Conclusos os autos à M.ma Juiz a quo, esta, depois de proceder ao saneamento tabelar dos autos, entendeu estar já de posse de todos os elementos que lhe possibilitavam a decisão do pleito, o que fez, tendo reconhecido e graduado os créditos reclamados da seguinte forma (cf. sentença de fl.s 168 a 174):

“VI - Pelo exposto, e em conformidade com as supra referidas disposições legais, decide-se:

Julgar reconhecidos os créditos reclamados, graduando-os, nos termos seguintes:

a) Relativamente ao prédio urbano, descrito na Conservatória do Registo Predial de Torres Novas sob o nº ..., da freguesia de Riachos, inscrito na matriz predial urbana da mesma freguesia sob o artigo ...

Em 1º lugar: o crédito reclamado por A..... no valor de € 16.268,04.

Em 2º lugar: o crédito reclamado pelo Ministério Público.

Em 3º lugar: o crédito exequendo.

Em 4.º lugar: o crédito reclamado por A..... no valor de € 76.015,07.

b) Relativamente ao prédio urbano, descrito na Conservatória do Registo Predial de Torres Novas, sob o nº ..., da freguesia de Riachos, inscrito na matriz predial urbana da mesma freguesia sob o artigo ...

Em 1º lugar: o crédito reclamado por A..... no valor de € 16.268,04.

Em 2º lugar: o crédito reclamado pelo Ministério Público.

Em 3º lugar: o crédito exequendo.

Em 4.º lugar: o crédito reclamado por A..... no valor de € 76.015,07.

c) Relativamente ao prédio rústico, descrito na Conservatória do Registo Predial de Golegã sob o nº ..., da freguesia da Golegã, inscrito na matriz predial rústica da mesma freguesia sob o artigo ..., da secção D

Em 1º lugar: o crédito reclamado pelo Ministério Público.

Em 2.º lugar: o crédito exequendo.

OBJETIVO:
No trecho da sentença sobre a graduação de créditos, qual crédito ficou em 1º lugar em relação ao prédio rústico da freguesia da Golegã?

MATERIAL FORNECIDO:
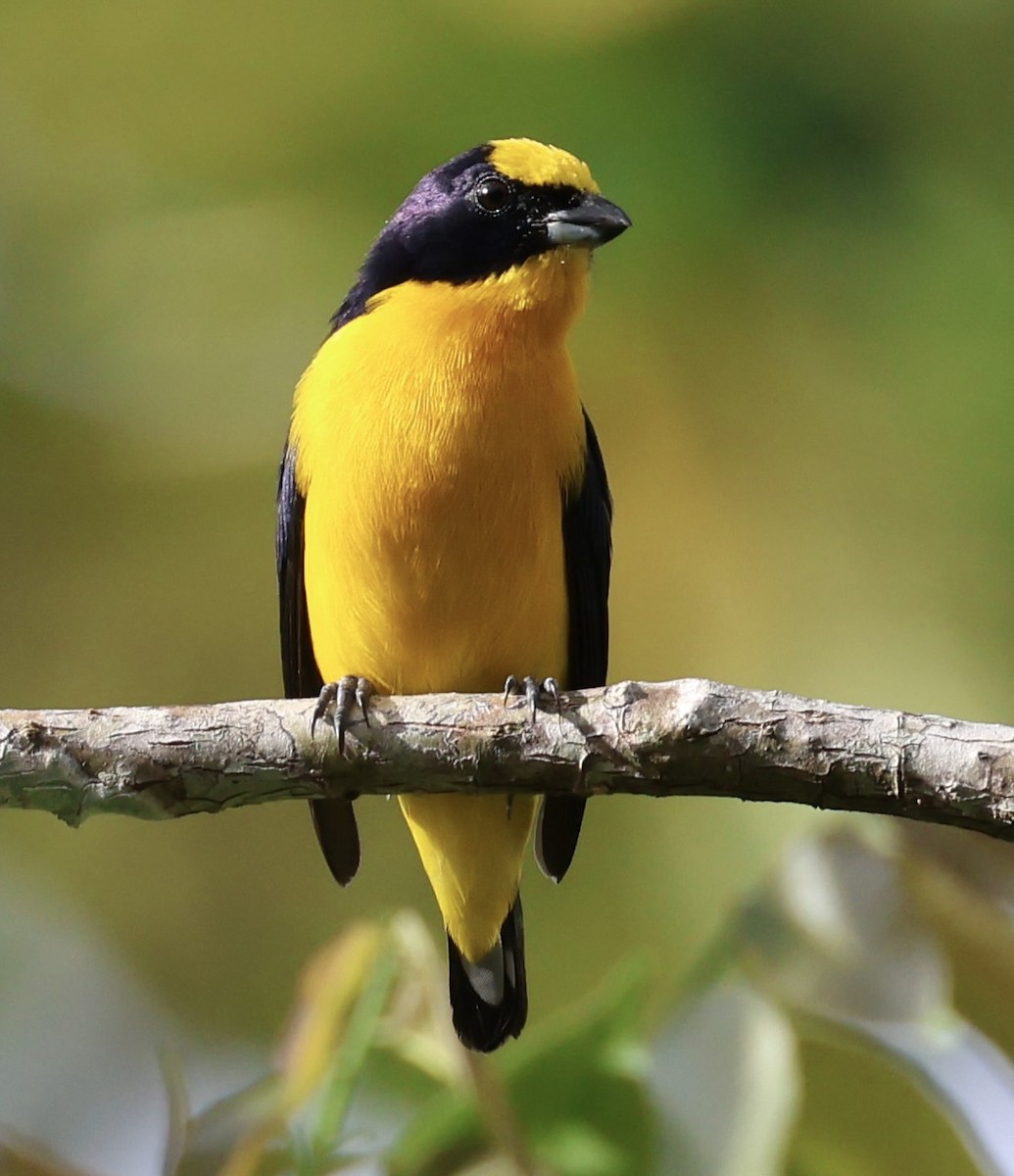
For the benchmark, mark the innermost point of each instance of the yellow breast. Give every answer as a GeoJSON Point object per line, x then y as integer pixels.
{"type": "Point", "coordinates": [434, 434]}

RESULTADO CORRETO:
O crédito reclamado pelo Ministério Público.